**What you have to do**: Your task is to write out the complete listing exactly as it is shown.
------ Records shown ------
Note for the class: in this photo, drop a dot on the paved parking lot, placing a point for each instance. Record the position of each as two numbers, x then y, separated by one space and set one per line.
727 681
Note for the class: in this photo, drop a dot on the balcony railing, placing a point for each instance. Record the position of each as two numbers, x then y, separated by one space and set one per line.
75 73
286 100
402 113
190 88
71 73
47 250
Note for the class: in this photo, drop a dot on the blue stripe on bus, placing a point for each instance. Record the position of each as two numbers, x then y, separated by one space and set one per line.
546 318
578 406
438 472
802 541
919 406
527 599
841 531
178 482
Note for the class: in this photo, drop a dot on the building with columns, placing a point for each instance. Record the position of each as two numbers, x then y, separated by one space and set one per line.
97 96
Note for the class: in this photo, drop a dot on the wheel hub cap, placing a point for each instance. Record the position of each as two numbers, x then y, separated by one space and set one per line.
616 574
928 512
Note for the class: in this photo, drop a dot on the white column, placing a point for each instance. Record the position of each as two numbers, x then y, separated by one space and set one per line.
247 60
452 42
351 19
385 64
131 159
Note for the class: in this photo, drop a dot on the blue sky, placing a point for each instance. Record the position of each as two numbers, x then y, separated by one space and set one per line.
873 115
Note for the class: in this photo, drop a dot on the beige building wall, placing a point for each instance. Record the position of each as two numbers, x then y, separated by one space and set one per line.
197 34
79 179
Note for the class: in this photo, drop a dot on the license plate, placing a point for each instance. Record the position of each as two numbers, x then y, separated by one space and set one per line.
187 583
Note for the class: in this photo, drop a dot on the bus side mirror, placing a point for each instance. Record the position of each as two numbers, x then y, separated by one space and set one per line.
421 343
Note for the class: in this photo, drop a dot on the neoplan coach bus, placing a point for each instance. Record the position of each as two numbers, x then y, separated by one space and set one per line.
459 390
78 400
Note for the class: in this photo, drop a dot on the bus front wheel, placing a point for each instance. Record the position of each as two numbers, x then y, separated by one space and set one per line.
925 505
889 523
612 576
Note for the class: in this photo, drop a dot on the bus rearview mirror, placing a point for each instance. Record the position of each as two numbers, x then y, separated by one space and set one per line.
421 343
------
**Finished task**:
Note for the class: in this photo, drop a dot on the paved parking lot, placing a point for each instance. Record the position of each as two numbers, x then y, separated by one space and set one per line.
727 681
Note for the class: in this photo, drop a dot on the balcony railing, placing a point for each instance. Record the position of each as two numbers, x then y, separated by one space and set one per line.
75 73
286 100
402 113
190 88
71 73
47 250
Note for the class: in this photo, drop a dot on the blue stripe on bus, placing a point for each instance. Record the position of each as two numbers, x then y, separated by one space and set one per line.
546 318
578 406
438 472
802 541
919 406
527 599
841 531
178 482
Note for the class: in this photo, drop a dot on the building with columns, placing a point for each instance. Record the position of each as two numbers, x then y, separated by one space and set one per line.
97 96
Note for the class: in this photo, drop a dot on the wheel hub cap, placing a point for each instance. Record the position of each as two numbers, x then y, separated by one space and set one per line.
616 574
928 512
Note for the class: in this photo, drop a dot on the white column, placing a point for each instance. Record the position of each as two numbers, x then y, separated by one space and set one per line.
247 60
452 42
351 19
385 64
131 159
Note for the class: in this photo, drop a dot on the blue sky, placing a point for each instance. Record the position of each as two numbers, x then y, separated by one space and set one per line.
873 115
Note for the class: in this photo, drop a dot on the beige building wall, placing a point for each instance. Record the position of each as two numbers, x then y, separated by one space and set one per line.
197 34
79 179
Note for the class: in this photo, drop a dot on the license plate, placing a point for each instance. Record the position of each as two numbers, x then y, separated by one space and set one per line.
187 583
Note for the class: in this photo, drop a dot on the bus side mirror, placing a point for each instance. Record the position of each as two numbers, x then y, separated by one space and set one per line.
421 343
Note for the class: in this photo, drop a dot on the neoplan coach bus, placing a point for each instance. Record the position of each as two numbers, x then y, separated by one space and set one per line.
459 390
78 400
Note for the class: in this photo, drop a dot on the bus front wheel, placing a point for each instance. Record the position of each as two numbers, x then y, separated by one space and set one per line.
925 505
889 523
612 576
Note for the class: in this photo, drop a dot on the bus rearview mirror, placing a point for each instance. Record the position of each as two numbers, x then y, separated by one space and set one per line.
421 343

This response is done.